Phrase grounding data
=======

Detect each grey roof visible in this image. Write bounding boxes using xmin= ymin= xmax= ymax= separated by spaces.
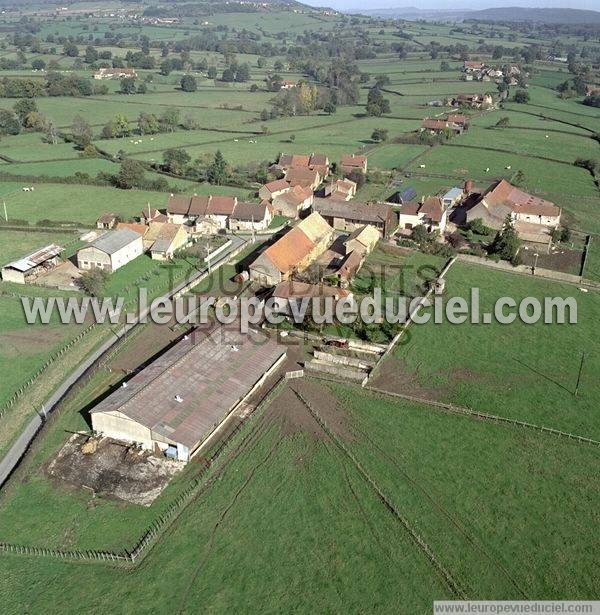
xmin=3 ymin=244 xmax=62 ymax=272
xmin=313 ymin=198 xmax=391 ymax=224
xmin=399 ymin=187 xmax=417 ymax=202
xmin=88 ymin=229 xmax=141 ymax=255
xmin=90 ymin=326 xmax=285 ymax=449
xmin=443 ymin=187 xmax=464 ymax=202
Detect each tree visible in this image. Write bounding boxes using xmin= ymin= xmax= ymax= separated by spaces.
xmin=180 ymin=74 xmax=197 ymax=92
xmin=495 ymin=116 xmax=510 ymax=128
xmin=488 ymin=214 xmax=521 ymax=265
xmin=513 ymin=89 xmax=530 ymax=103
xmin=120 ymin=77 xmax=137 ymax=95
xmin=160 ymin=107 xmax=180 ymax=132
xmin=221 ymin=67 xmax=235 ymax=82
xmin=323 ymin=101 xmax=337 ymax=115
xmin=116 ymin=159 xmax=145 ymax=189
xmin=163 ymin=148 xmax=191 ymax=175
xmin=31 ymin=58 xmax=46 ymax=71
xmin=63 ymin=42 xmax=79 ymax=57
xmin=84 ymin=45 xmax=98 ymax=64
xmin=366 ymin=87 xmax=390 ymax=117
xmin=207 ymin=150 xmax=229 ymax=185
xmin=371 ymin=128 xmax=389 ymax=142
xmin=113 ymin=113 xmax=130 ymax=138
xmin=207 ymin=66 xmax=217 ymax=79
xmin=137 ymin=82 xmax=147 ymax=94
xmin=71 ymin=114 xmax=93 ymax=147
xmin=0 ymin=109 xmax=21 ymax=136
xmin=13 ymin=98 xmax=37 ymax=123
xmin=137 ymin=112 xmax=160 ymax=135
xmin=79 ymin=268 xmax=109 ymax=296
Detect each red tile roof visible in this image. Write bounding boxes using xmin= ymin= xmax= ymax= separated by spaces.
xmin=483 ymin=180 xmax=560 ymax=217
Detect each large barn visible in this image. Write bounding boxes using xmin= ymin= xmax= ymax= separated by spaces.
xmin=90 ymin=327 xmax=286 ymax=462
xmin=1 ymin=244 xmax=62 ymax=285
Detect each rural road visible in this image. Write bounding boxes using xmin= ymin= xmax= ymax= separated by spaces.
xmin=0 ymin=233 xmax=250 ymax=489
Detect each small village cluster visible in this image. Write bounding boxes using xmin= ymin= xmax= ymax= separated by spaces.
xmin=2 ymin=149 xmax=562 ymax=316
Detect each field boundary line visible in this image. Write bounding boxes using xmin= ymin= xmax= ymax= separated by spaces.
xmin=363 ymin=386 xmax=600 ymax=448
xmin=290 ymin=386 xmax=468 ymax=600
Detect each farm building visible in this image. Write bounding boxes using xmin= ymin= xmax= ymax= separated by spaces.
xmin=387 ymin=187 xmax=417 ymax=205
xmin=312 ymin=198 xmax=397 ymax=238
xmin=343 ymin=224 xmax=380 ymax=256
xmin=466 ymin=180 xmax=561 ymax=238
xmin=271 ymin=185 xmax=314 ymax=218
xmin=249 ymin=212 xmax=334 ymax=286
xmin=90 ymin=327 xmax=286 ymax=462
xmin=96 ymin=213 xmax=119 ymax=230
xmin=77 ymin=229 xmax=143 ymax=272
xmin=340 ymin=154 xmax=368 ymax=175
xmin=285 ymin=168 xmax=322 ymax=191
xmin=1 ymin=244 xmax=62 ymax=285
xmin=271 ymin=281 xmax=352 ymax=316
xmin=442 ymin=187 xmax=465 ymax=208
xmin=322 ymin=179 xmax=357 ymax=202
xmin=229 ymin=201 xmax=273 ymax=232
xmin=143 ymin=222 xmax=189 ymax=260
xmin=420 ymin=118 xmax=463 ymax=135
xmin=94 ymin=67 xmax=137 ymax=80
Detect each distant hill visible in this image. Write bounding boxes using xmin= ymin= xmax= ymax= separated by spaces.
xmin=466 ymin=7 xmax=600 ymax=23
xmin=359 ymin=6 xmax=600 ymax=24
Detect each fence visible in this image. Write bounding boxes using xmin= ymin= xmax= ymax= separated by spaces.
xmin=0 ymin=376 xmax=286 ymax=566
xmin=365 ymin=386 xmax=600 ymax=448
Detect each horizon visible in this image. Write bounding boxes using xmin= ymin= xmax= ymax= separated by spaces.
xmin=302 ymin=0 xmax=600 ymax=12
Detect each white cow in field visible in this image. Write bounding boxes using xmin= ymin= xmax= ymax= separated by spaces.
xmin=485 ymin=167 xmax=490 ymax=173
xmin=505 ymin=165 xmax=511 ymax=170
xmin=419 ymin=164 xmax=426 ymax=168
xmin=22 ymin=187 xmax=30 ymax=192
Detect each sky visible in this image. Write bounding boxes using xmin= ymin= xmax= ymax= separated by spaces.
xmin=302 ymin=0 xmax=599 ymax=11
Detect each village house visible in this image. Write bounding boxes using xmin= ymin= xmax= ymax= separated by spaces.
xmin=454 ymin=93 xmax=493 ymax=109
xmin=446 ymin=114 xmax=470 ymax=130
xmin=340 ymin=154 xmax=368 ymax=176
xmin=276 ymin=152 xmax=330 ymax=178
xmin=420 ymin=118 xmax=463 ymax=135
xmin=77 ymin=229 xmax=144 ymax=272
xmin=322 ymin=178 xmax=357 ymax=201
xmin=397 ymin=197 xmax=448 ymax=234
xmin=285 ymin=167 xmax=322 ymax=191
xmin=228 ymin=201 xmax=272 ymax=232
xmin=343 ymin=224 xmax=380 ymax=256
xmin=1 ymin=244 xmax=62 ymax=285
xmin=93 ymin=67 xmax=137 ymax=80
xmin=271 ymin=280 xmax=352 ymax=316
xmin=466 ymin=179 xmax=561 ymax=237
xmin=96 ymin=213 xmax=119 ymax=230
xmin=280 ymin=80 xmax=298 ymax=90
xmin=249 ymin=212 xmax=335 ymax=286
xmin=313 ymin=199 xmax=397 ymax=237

=======

» EXERCISE DETAILS
Excluding images, return all of the records above word for word.

» EXERCISE OUTPUT
Detect each grey roof visible in this image. Write bounding boxes using xmin= ymin= xmax= ymax= separated by spaces.
xmin=3 ymin=244 xmax=62 ymax=272
xmin=313 ymin=198 xmax=391 ymax=224
xmin=399 ymin=187 xmax=417 ymax=202
xmin=88 ymin=229 xmax=141 ymax=255
xmin=90 ymin=326 xmax=285 ymax=449
xmin=443 ymin=187 xmax=464 ymax=202
Detect each tree visible in this image. Write bounding boxes using xmin= ymin= xmax= ymax= separated by spaces.
xmin=180 ymin=74 xmax=197 ymax=92
xmin=495 ymin=116 xmax=510 ymax=128
xmin=488 ymin=214 xmax=521 ymax=265
xmin=513 ymin=89 xmax=530 ymax=103
xmin=120 ymin=77 xmax=137 ymax=95
xmin=160 ymin=107 xmax=180 ymax=132
xmin=221 ymin=67 xmax=235 ymax=82
xmin=323 ymin=101 xmax=337 ymax=115
xmin=116 ymin=159 xmax=145 ymax=189
xmin=163 ymin=148 xmax=191 ymax=175
xmin=31 ymin=58 xmax=46 ymax=71
xmin=63 ymin=42 xmax=79 ymax=57
xmin=84 ymin=45 xmax=98 ymax=64
xmin=366 ymin=87 xmax=390 ymax=117
xmin=207 ymin=150 xmax=229 ymax=185
xmin=371 ymin=128 xmax=389 ymax=142
xmin=113 ymin=113 xmax=130 ymax=138
xmin=207 ymin=66 xmax=217 ymax=79
xmin=137 ymin=82 xmax=147 ymax=94
xmin=71 ymin=114 xmax=93 ymax=147
xmin=0 ymin=109 xmax=21 ymax=136
xmin=13 ymin=98 xmax=37 ymax=123
xmin=137 ymin=112 xmax=160 ymax=135
xmin=79 ymin=268 xmax=109 ymax=296
Detect each red tile roof visible in this image. Write bounding boxes using xmin= ymin= xmax= ymax= separated by spaces.
xmin=483 ymin=180 xmax=560 ymax=217
Detect each large barn visible in this image. Write bounding boxes using xmin= ymin= xmax= ymax= separated by spaces.
xmin=90 ymin=327 xmax=286 ymax=462
xmin=1 ymin=244 xmax=62 ymax=285
Detect each rural road visible in this image. Write bounding boxes using xmin= ymin= xmax= ymax= separated by spaces.
xmin=0 ymin=233 xmax=250 ymax=489
Detect each small village cluster visible in this image. Write bounding boxes using xmin= ymin= xmax= ymax= separated by spaces.
xmin=2 ymin=149 xmax=562 ymax=316
Detect each field boundary line visible in this image. Write bounding boxes using xmin= ymin= xmax= ymax= separated by spaces.
xmin=363 ymin=386 xmax=600 ymax=448
xmin=290 ymin=386 xmax=468 ymax=600
Detect each farm building visible in this image. Write bounding boxes using xmin= ymin= xmax= ymax= separated by spaces.
xmin=387 ymin=187 xmax=417 ymax=205
xmin=312 ymin=198 xmax=397 ymax=238
xmin=343 ymin=224 xmax=380 ymax=256
xmin=466 ymin=180 xmax=561 ymax=238
xmin=271 ymin=185 xmax=314 ymax=218
xmin=249 ymin=212 xmax=334 ymax=286
xmin=90 ymin=327 xmax=286 ymax=462
xmin=96 ymin=213 xmax=119 ymax=230
xmin=77 ymin=229 xmax=143 ymax=272
xmin=340 ymin=154 xmax=368 ymax=175
xmin=285 ymin=168 xmax=322 ymax=191
xmin=1 ymin=244 xmax=62 ymax=285
xmin=271 ymin=281 xmax=352 ymax=316
xmin=442 ymin=187 xmax=465 ymax=208
xmin=322 ymin=179 xmax=357 ymax=202
xmin=229 ymin=201 xmax=273 ymax=232
xmin=143 ymin=222 xmax=189 ymax=260
xmin=420 ymin=118 xmax=463 ymax=135
xmin=94 ymin=67 xmax=137 ymax=80
Detect each distant hill visible in this image. Write bounding boxes using xmin= ymin= xmax= ymax= separated by spaces.
xmin=466 ymin=7 xmax=600 ymax=23
xmin=359 ymin=6 xmax=600 ymax=24
Detect each fence visible in this image. Write bounding boxes using xmin= ymin= xmax= ymax= separated by spaces.
xmin=0 ymin=376 xmax=286 ymax=566
xmin=365 ymin=386 xmax=600 ymax=448
Detect each horizon visible in this image. Write bounding boxes using xmin= ymin= xmax= ymax= separated by spaces.
xmin=302 ymin=0 xmax=600 ymax=12
Detect each white cow in field visible in this image. Write bounding boxes using xmin= ymin= xmax= ymax= separated by spaces.
xmin=485 ymin=167 xmax=490 ymax=173
xmin=505 ymin=165 xmax=511 ymax=170
xmin=419 ymin=164 xmax=426 ymax=168
xmin=22 ymin=187 xmax=30 ymax=192
Detect each sky visible in this image. Write bounding boxes using xmin= ymin= xmax= ymax= separated by spaces.
xmin=302 ymin=0 xmax=599 ymax=11
Detect each village house visible in this image. Write bounding boxes using xmin= ymin= xmax= ymax= separated by spaces.
xmin=454 ymin=93 xmax=493 ymax=109
xmin=446 ymin=114 xmax=470 ymax=130
xmin=340 ymin=154 xmax=368 ymax=176
xmin=276 ymin=152 xmax=330 ymax=178
xmin=420 ymin=118 xmax=463 ymax=135
xmin=77 ymin=229 xmax=144 ymax=272
xmin=322 ymin=178 xmax=357 ymax=201
xmin=397 ymin=197 xmax=448 ymax=234
xmin=285 ymin=167 xmax=322 ymax=191
xmin=228 ymin=201 xmax=272 ymax=232
xmin=343 ymin=224 xmax=380 ymax=256
xmin=1 ymin=244 xmax=62 ymax=285
xmin=93 ymin=67 xmax=137 ymax=80
xmin=271 ymin=280 xmax=352 ymax=316
xmin=466 ymin=179 xmax=561 ymax=237
xmin=96 ymin=213 xmax=119 ymax=230
xmin=280 ymin=80 xmax=298 ymax=90
xmin=249 ymin=212 xmax=335 ymax=286
xmin=313 ymin=199 xmax=397 ymax=237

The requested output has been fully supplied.